---------- Records for this exercise

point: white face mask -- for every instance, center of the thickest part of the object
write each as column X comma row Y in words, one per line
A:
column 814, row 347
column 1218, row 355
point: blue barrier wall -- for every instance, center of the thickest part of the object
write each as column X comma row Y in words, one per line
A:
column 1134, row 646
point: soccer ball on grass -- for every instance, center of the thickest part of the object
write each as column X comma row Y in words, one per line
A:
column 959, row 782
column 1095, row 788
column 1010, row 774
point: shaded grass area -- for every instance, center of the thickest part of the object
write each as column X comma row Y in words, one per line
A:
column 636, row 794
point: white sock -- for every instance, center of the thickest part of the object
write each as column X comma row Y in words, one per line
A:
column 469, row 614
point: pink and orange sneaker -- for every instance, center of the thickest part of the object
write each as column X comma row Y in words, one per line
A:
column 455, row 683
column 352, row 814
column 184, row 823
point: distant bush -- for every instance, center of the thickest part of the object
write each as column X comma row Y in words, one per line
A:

--------------------

- Exercise description
Exactly the lines from the one containing "point: distant bush" through the final line above, and only those, should be given again.

- Your solution
point: distant bush -- for every instance, center of the thickest part of the object
write each as column X comma row Y in words, one per line
A:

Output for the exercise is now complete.